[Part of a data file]
+ + + +

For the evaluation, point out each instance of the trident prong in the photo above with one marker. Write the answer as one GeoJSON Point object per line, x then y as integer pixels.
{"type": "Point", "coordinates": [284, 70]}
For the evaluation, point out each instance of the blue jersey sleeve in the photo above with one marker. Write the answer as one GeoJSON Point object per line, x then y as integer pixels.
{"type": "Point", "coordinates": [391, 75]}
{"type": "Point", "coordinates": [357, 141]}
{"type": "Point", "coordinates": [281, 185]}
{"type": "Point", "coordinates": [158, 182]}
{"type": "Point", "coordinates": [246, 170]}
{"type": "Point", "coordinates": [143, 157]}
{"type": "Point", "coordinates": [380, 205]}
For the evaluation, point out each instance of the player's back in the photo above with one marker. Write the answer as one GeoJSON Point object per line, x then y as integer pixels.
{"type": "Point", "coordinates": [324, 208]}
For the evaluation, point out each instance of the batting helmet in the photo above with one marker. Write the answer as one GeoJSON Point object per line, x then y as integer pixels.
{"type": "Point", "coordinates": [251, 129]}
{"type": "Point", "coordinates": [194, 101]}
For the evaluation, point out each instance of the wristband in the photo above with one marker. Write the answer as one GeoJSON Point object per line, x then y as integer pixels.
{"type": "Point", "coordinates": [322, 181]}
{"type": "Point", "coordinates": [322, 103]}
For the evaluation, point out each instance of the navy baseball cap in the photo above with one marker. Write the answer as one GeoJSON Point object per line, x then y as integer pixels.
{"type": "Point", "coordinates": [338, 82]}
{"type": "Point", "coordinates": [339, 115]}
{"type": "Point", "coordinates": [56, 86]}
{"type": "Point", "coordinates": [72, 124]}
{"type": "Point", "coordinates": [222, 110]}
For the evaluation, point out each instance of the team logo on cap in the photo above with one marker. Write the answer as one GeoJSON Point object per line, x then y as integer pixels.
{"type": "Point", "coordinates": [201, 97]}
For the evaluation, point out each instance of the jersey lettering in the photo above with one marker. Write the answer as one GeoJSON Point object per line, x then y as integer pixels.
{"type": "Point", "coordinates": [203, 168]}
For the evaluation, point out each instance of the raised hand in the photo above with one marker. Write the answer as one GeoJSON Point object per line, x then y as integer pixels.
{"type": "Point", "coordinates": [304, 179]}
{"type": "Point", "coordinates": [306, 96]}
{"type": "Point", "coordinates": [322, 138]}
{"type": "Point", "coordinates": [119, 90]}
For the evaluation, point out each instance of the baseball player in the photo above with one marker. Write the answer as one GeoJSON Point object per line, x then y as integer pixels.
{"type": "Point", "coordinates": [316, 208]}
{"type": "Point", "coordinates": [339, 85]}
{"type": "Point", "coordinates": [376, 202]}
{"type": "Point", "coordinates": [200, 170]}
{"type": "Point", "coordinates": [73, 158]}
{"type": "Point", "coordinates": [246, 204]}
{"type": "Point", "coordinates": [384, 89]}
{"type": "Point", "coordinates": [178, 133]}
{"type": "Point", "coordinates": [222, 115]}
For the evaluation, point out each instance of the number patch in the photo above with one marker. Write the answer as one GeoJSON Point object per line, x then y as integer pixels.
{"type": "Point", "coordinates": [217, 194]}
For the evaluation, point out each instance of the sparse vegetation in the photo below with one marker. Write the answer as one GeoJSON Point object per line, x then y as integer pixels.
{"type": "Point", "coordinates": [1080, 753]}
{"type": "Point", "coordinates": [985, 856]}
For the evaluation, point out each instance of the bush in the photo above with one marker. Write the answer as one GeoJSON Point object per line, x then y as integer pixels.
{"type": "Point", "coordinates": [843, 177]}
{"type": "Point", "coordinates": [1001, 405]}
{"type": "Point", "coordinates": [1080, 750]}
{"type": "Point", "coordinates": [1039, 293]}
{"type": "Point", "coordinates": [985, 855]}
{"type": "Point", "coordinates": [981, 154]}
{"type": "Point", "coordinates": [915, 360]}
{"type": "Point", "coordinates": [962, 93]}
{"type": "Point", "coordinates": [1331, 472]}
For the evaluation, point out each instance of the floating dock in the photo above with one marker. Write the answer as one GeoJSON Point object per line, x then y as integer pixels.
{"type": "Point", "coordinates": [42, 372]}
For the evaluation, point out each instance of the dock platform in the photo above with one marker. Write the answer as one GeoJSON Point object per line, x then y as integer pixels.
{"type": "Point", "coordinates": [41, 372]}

+ + + +

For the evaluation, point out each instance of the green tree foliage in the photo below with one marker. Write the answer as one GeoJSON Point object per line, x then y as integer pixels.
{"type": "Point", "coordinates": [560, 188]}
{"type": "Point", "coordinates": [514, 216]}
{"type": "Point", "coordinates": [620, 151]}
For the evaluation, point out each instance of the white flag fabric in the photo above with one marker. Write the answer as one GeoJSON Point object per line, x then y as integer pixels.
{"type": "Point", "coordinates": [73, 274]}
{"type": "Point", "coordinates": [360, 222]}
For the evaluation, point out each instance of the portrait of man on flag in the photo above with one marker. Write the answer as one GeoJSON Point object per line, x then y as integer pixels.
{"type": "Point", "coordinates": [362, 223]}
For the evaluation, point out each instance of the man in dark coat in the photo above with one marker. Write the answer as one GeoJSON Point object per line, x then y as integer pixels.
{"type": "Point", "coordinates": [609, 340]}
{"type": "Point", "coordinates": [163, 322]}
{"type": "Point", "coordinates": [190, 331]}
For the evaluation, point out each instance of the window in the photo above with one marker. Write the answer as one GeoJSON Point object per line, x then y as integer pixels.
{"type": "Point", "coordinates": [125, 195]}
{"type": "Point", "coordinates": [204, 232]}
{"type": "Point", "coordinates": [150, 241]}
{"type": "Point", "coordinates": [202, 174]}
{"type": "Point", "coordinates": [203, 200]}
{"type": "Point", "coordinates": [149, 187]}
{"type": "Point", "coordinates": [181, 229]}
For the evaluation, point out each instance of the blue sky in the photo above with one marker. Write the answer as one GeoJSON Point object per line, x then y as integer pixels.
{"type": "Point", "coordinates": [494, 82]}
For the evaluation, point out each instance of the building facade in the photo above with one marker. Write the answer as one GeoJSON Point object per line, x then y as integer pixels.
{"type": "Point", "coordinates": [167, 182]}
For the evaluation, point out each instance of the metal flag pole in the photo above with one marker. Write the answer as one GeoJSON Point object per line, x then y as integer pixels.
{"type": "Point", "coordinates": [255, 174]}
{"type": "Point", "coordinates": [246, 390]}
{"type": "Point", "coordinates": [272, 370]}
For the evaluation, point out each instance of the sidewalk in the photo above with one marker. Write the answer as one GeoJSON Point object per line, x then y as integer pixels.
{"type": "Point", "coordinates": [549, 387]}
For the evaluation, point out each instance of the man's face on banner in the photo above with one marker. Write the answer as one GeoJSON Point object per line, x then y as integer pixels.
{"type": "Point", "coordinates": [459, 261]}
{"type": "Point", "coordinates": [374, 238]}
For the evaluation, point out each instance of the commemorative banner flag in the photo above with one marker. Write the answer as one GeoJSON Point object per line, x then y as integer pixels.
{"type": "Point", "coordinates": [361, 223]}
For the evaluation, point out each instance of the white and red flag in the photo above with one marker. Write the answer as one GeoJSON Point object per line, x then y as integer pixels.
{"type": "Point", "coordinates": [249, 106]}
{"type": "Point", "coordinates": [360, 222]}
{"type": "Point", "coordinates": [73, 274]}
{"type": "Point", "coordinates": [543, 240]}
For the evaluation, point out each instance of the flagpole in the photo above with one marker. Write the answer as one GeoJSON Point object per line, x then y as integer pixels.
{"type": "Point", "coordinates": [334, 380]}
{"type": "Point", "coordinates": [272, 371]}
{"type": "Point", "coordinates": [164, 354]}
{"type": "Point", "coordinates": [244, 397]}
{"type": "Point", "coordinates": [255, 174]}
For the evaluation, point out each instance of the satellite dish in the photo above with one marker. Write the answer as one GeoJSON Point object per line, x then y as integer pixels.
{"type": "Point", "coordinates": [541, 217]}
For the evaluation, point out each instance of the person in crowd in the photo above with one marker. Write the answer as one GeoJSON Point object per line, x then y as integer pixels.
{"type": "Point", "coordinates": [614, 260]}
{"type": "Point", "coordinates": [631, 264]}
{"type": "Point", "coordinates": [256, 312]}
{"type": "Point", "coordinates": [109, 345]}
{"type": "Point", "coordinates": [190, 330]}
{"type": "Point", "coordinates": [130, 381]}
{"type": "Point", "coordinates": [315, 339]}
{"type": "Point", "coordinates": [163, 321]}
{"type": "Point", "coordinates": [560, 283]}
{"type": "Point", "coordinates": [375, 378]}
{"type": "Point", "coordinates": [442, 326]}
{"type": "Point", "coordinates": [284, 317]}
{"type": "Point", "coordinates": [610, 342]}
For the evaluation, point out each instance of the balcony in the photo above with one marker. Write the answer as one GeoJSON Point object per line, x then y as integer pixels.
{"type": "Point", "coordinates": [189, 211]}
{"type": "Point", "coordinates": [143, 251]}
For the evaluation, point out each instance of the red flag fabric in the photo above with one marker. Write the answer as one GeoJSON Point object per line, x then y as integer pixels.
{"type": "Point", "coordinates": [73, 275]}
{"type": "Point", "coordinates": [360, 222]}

+ + + +

Filter the records above, keeping only the lines that contain the word "blue".

For the evaluation, point out each instance of the blue jersey sleeve in the photo above with one marker. Write the answer as one GeoJSON Point object per line, x then y as integer pixels.
For the evaluation, point out each instance of the blue sky in the photo above with one marker. Write the answer as one GeoJSON Point object per line, x then y as integer pixels.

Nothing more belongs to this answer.